◆ PARTS OF THE EXERCISE:
a. Revise the article on African art at the Brooks Museum, starting with "For many visitors" and going on through "News/Andrew J. Breig)", and put "wall painting" in place of "mural".
b. Extend the article on Victor Ekpuk's mural at the Brooks Museum past its final sentence.

◆ DOCUMENT PASSAGE:
Tag Archives: Newark Museum

VICTOR EKPUK in The Memphis Daily News

14 Mar

African Art Begins Transition at Brooks Museum

By Bill Dries

For many visitors to the Memphis Brooks Museum of Art, the museum’s African art collection has been a modest display of traditional African art symbolized by a grouping of large masks on a plain wall.

Victor Ekpuk is creating a 58-foot-long mural at the Memphis Brooks Museum of Art over the next two weeks as the centerpiece of a newly configured African arts exhibit area. 

(Daily News/Andrew J. Breig)

That began to change this week with the creation of a 58-foot-long mural by Nigerian-American artist Victor Ekpuk on the once-unadorned wall.

When Ekpuk completes the mural in about two weeks, the rest of the African art area will be on its way to a much different look as well.

“We’re trying to help people understand that art in Africa – while there is this long tradition of it, there are also many contemporary artists who are part of the international art scene,” said Marina Pacini, the Brooks’ chief curator. “They are making work that may reference traditional African art but that has a contemporary life of its own that is not necessarily part of its trajectory.”

Ekpuk worked on the intricate blend of African art imagery and Memphis themes with a pair of headphones on Wednesday morning. As he worked, he was listening to the music of Ali Farka Toure, the late Malian singer and musician known for his work at the intersection of traditional Malian music and North American blues.

Ekpuk is expecting more company Saturday as those coming to the museum’s Chalkfest also will be coming inside the museum to get a look at the work in progress. Ekpuk, too, works in chalk and pastels.

His work is called “Drawing Memory” and is part of a series of works he’s done in different places.

“The whole idea of memory – my notion of memory – is that it’s a very ephemeral condition, a human condition,” said Ekpuk, who uses chalk with the idea that it will all be wiped away at some point. “It continues to change and to be affected by circumstances.”

The mural for the Brooks is somewhere between ephemeral and permanent, with about a five-year life.

“It’s not completely ephemeral,” Ekpuk said with a chuckle against a backdrop of symbols and words on a white surface – some mysterious, some familiar, depending on who is taking in the still-forming piece.

And there is Ekpuk’s perspective.

“I was born in Nigeria; I’m an American citizen,” he said. “My memories of where I was born and where I am now is all in flux. It’s affected by circumstances. I decided to make this work to portray the essence of Memphis as I see it being here and through historical context.”

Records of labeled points
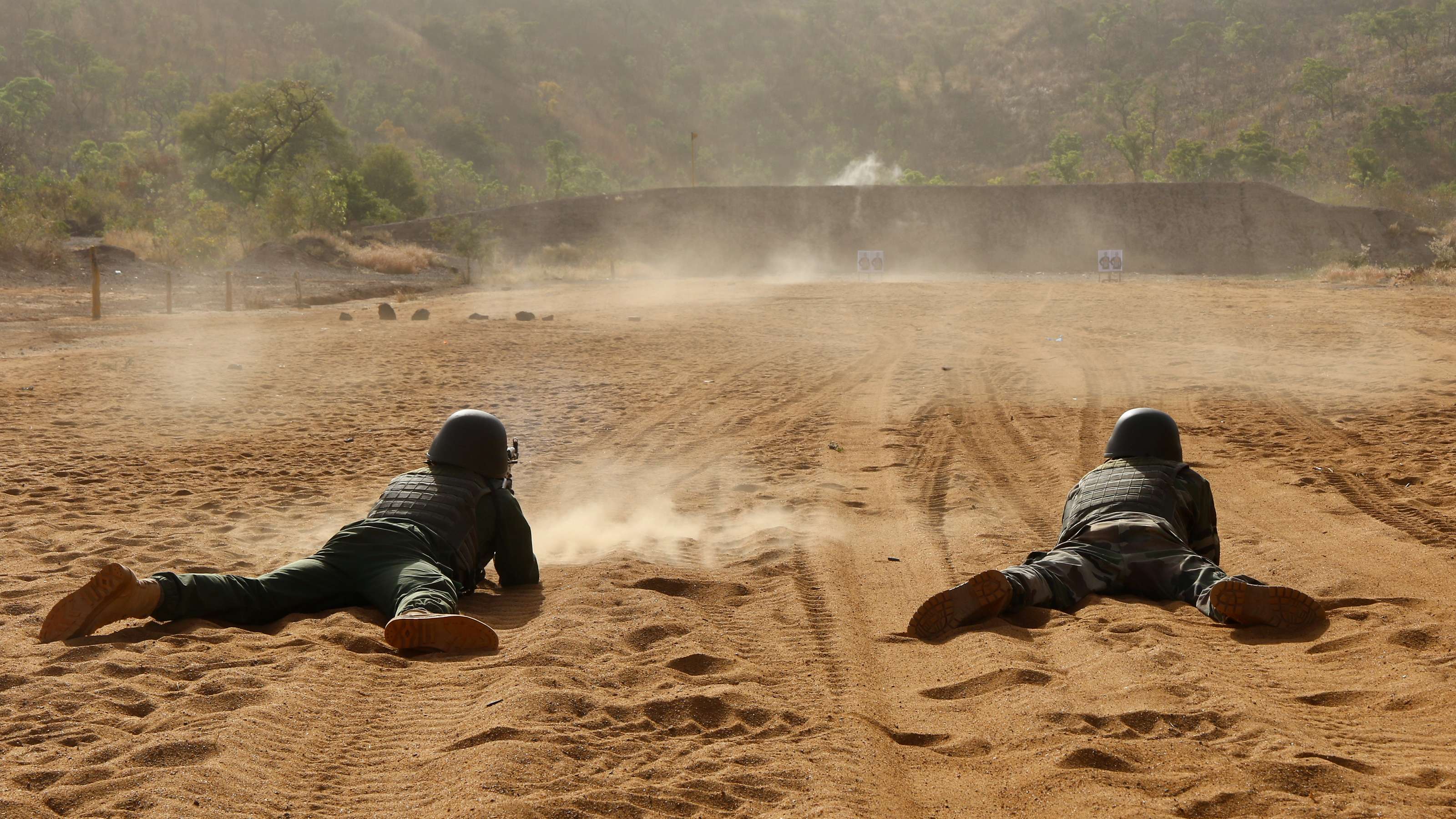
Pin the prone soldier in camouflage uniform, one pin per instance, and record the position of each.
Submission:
(424, 544)
(1143, 522)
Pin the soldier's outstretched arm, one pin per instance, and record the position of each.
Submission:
(515, 559)
(1203, 537)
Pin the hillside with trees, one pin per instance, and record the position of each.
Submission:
(203, 127)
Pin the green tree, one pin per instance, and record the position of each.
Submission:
(1192, 162)
(1397, 129)
(25, 101)
(1067, 158)
(1259, 158)
(254, 133)
(1398, 28)
(162, 96)
(562, 167)
(468, 238)
(1120, 96)
(1321, 81)
(453, 186)
(1135, 145)
(364, 206)
(1188, 161)
(386, 171)
(1366, 167)
(571, 174)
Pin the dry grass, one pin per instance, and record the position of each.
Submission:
(397, 260)
(1388, 276)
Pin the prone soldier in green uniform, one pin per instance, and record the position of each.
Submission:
(1143, 524)
(424, 544)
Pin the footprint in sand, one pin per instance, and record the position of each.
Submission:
(988, 682)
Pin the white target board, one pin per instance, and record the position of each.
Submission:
(1110, 261)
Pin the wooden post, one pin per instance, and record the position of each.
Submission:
(95, 285)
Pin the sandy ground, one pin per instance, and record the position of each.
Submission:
(720, 629)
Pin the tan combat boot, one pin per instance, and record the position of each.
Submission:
(114, 594)
(1247, 604)
(979, 598)
(419, 629)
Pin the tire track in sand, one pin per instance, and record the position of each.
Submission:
(1004, 455)
(1369, 495)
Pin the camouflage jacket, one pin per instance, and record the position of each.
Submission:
(1188, 516)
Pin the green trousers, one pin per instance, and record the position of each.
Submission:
(1117, 560)
(379, 563)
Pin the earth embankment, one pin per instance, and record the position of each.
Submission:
(1163, 228)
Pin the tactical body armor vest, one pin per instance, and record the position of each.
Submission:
(1145, 486)
(443, 502)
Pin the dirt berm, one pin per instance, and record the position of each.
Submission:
(1163, 228)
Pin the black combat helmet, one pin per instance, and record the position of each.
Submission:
(475, 440)
(1145, 433)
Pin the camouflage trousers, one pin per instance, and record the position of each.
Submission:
(1117, 560)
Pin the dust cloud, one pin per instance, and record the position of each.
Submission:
(599, 511)
(867, 171)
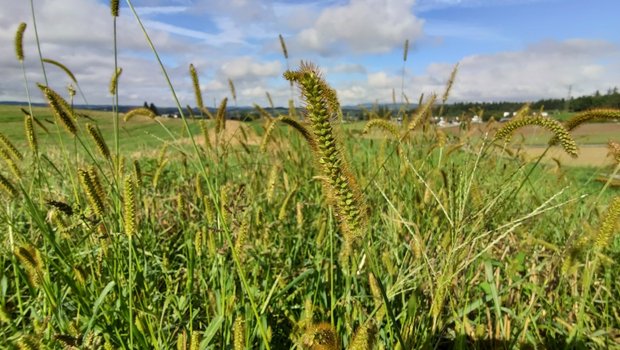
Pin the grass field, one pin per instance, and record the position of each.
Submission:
(304, 234)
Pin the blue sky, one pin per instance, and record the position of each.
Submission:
(515, 50)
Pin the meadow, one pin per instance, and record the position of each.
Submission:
(131, 231)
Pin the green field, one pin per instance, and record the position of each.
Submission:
(308, 234)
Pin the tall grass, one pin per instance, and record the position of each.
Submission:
(444, 239)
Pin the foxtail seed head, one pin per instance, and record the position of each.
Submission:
(382, 124)
(220, 119)
(19, 42)
(610, 225)
(129, 207)
(93, 195)
(340, 185)
(193, 73)
(139, 111)
(365, 337)
(114, 81)
(114, 6)
(614, 150)
(95, 134)
(63, 112)
(233, 92)
(320, 336)
(283, 45)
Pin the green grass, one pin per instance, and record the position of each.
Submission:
(469, 249)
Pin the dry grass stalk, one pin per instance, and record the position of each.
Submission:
(19, 41)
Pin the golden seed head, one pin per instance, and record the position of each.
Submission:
(93, 190)
(560, 132)
(19, 41)
(341, 187)
(114, 81)
(609, 226)
(365, 337)
(114, 6)
(62, 111)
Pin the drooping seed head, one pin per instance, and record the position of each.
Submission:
(62, 67)
(31, 136)
(114, 7)
(19, 41)
(95, 134)
(62, 111)
(193, 73)
(139, 111)
(609, 226)
(560, 133)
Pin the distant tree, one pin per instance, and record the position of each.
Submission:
(153, 108)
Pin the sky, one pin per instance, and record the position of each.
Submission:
(507, 50)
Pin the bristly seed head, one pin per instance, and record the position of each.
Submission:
(19, 42)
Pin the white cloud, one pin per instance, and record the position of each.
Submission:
(247, 68)
(362, 26)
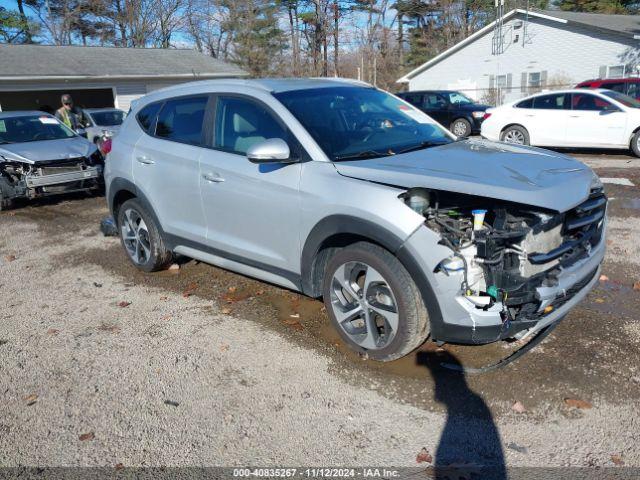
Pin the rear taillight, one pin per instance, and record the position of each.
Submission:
(105, 145)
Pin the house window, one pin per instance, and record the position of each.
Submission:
(615, 71)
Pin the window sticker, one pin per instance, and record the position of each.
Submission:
(48, 120)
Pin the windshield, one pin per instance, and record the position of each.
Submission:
(626, 100)
(32, 128)
(360, 122)
(110, 118)
(458, 99)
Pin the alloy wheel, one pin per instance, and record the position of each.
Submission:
(460, 129)
(514, 136)
(135, 237)
(364, 305)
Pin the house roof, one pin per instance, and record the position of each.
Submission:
(35, 62)
(627, 25)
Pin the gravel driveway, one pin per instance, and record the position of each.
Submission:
(102, 365)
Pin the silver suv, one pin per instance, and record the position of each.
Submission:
(339, 190)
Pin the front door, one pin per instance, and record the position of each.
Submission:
(595, 122)
(166, 166)
(252, 210)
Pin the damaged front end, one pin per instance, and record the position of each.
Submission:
(28, 179)
(512, 268)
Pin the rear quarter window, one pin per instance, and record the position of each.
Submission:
(147, 116)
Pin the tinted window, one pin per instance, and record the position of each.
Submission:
(146, 117)
(108, 118)
(413, 99)
(584, 101)
(550, 102)
(626, 100)
(241, 123)
(433, 100)
(181, 120)
(361, 122)
(525, 103)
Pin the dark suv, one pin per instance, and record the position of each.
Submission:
(452, 109)
(628, 86)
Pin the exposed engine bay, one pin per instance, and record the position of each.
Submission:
(504, 253)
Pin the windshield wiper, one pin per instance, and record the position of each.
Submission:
(421, 146)
(363, 155)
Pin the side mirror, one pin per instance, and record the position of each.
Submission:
(274, 150)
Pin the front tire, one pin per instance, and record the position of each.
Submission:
(141, 238)
(461, 127)
(373, 302)
(515, 134)
(635, 144)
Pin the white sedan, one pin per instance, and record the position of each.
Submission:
(568, 118)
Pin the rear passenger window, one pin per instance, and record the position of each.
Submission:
(146, 117)
(240, 124)
(181, 120)
(550, 102)
(525, 104)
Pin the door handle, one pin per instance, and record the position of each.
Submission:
(145, 160)
(212, 177)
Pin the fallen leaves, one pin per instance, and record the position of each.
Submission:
(518, 407)
(617, 460)
(87, 436)
(577, 403)
(189, 290)
(424, 456)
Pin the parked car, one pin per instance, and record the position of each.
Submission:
(342, 191)
(568, 118)
(628, 86)
(40, 156)
(102, 122)
(452, 109)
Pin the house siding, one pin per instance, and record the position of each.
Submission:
(564, 54)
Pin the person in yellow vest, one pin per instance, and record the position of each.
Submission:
(68, 114)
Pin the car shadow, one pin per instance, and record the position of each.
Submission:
(470, 444)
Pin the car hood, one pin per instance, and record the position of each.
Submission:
(500, 171)
(47, 150)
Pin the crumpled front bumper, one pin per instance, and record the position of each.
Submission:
(454, 319)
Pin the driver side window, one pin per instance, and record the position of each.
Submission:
(241, 123)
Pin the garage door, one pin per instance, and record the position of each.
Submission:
(49, 100)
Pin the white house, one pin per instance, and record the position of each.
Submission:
(33, 77)
(528, 51)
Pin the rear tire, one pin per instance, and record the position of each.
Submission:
(141, 238)
(461, 127)
(366, 286)
(515, 134)
(635, 144)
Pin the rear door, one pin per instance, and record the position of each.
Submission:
(252, 210)
(166, 166)
(546, 121)
(595, 122)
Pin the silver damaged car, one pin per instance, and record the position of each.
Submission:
(39, 156)
(342, 191)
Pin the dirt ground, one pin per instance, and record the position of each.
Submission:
(101, 364)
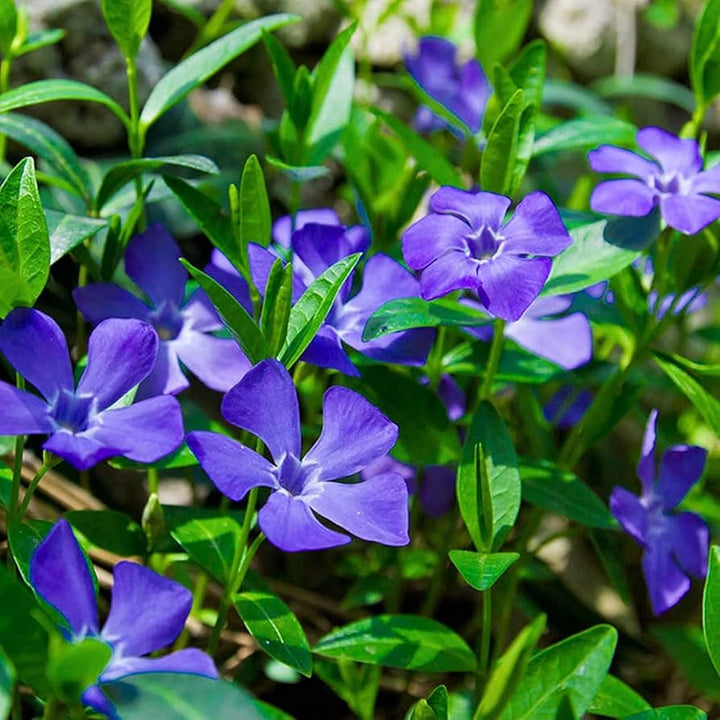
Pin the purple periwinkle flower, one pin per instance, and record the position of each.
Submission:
(463, 244)
(355, 434)
(564, 340)
(672, 178)
(185, 328)
(84, 423)
(147, 613)
(675, 545)
(462, 89)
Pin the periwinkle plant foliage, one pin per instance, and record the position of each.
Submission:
(426, 398)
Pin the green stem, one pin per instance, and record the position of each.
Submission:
(31, 490)
(494, 359)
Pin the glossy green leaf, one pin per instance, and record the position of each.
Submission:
(255, 218)
(128, 22)
(312, 308)
(75, 666)
(671, 712)
(616, 699)
(410, 642)
(178, 696)
(275, 628)
(24, 240)
(488, 483)
(42, 91)
(705, 53)
(643, 85)
(122, 173)
(434, 441)
(7, 684)
(407, 313)
(48, 144)
(500, 26)
(585, 133)
(479, 570)
(591, 258)
(23, 639)
(210, 541)
(109, 529)
(202, 65)
(69, 231)
(210, 218)
(711, 607)
(568, 673)
(509, 671)
(499, 156)
(428, 157)
(560, 491)
(707, 405)
(233, 314)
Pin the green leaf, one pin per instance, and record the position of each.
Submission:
(500, 26)
(428, 157)
(128, 22)
(333, 82)
(50, 146)
(643, 85)
(410, 642)
(122, 173)
(210, 541)
(615, 699)
(591, 258)
(179, 696)
(706, 404)
(671, 712)
(7, 683)
(73, 667)
(276, 306)
(43, 91)
(24, 240)
(312, 308)
(8, 26)
(560, 491)
(568, 673)
(282, 64)
(233, 314)
(481, 571)
(202, 65)
(509, 671)
(488, 483)
(109, 529)
(277, 631)
(208, 216)
(408, 313)
(711, 607)
(499, 156)
(434, 441)
(705, 54)
(23, 639)
(68, 231)
(255, 218)
(585, 133)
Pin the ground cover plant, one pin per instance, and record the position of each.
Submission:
(443, 446)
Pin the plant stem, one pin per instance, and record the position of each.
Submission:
(494, 359)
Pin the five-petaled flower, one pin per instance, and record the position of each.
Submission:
(355, 434)
(185, 328)
(465, 245)
(673, 179)
(674, 545)
(462, 89)
(84, 424)
(147, 613)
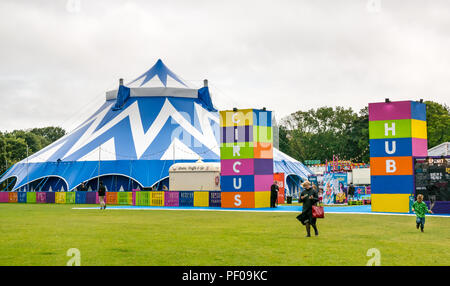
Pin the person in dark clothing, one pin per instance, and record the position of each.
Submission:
(101, 195)
(83, 187)
(351, 191)
(308, 197)
(273, 194)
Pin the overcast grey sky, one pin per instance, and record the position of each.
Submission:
(59, 57)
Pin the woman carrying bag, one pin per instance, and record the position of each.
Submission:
(309, 198)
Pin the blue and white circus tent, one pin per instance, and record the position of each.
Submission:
(133, 138)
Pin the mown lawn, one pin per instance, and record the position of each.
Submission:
(41, 234)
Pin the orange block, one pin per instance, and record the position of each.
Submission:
(263, 150)
(382, 166)
(238, 199)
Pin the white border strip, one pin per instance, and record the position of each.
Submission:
(240, 210)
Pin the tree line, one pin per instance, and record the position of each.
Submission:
(318, 134)
(315, 134)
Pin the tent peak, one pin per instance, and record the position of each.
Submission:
(159, 75)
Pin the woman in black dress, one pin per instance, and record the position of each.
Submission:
(308, 197)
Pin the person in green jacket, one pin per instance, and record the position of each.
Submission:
(420, 208)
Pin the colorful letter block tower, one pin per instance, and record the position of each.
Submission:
(246, 158)
(397, 133)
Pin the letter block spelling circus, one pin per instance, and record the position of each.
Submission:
(246, 158)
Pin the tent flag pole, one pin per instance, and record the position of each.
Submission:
(28, 179)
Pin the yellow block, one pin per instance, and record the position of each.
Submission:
(418, 129)
(398, 203)
(241, 117)
(157, 199)
(60, 198)
(201, 199)
(262, 199)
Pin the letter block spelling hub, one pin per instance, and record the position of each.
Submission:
(246, 158)
(397, 133)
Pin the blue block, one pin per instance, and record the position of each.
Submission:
(50, 198)
(21, 197)
(234, 134)
(245, 183)
(418, 111)
(403, 184)
(262, 118)
(403, 147)
(215, 199)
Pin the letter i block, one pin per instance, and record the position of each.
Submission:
(237, 183)
(381, 166)
(398, 147)
(242, 117)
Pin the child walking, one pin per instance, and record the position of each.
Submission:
(420, 208)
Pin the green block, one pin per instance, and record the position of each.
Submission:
(123, 198)
(243, 153)
(70, 197)
(142, 198)
(240, 144)
(262, 134)
(31, 197)
(377, 129)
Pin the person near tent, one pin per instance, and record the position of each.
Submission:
(101, 195)
(273, 194)
(351, 191)
(83, 187)
(308, 197)
(420, 208)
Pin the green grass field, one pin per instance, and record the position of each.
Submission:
(41, 234)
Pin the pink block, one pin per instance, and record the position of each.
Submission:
(171, 199)
(229, 167)
(420, 147)
(263, 182)
(4, 197)
(390, 110)
(41, 197)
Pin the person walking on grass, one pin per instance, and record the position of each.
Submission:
(273, 194)
(308, 197)
(420, 208)
(101, 195)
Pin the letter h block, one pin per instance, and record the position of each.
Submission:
(397, 132)
(246, 158)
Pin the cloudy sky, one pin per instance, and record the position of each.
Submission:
(57, 58)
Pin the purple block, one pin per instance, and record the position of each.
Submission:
(263, 183)
(231, 167)
(41, 197)
(50, 198)
(420, 147)
(91, 197)
(4, 197)
(233, 134)
(263, 167)
(390, 111)
(171, 199)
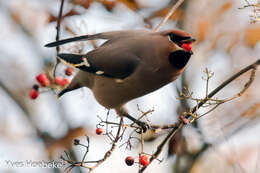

◆ RESPONSES IN ORDER:
a.
For many visitors to the Memphis Brooks Museum of Art, the museum’s African art collection has been a modest display of traditional African art symbolized by a grouping of large masks on a plain wall.

Victor Ekpuk is creating a 58-foot-long wall painting at the Memphis Brooks Museum of Art over the next two weeks as the centerpiece of a newly configured African arts exhibit area. 

(Daily News/Andrew J. Breig)

b.
So amidst the imagery you will see the words “I Am a Man,” but “I Am” is separated from the rest of the slogan from the 1968 sanitation workers strike. And “I Am” is a phrase that appears in Ekpuk’s earlier works with specific glyphs. Dots on the Memphis mural might be cotton, and multicolored waves at the bottom might symbolize a river. There could be the body of a guitar in the center.

Ekpuk doesn’t interpret anything in talking about his work. And he cautions against picking out phrases or symbols. In his works, drawing becomes writing and writing becomes drawing. He refers to his drawing as an “independent genre” as opposed to a support for painting. Ekpuk is also a painter.

“My work is generally inspired by African aesthetics,” he said. “That means that I study some of the objects that will be here and the whole aesthetic of what you will be seeing in the African gallery. I study the form … and I reimagine them my own way in my drawings.”

Those items will not necessarily be the same ones museum patrons have seen in the past.

The museum is working with Christa Clarke, the senior curator of Arts of Africa at the Newark Museum in New Jersey.

“They have a vast collection of superb African objects,” Pacini said of the Newark Museum. “She’s going to assemble a small exhibition for us from their collection using a few objects from our collection.”

Some of Ekpuk’s works are in the Newark Museum as well as the Smithsonian National Museum of African Art and The World Bank.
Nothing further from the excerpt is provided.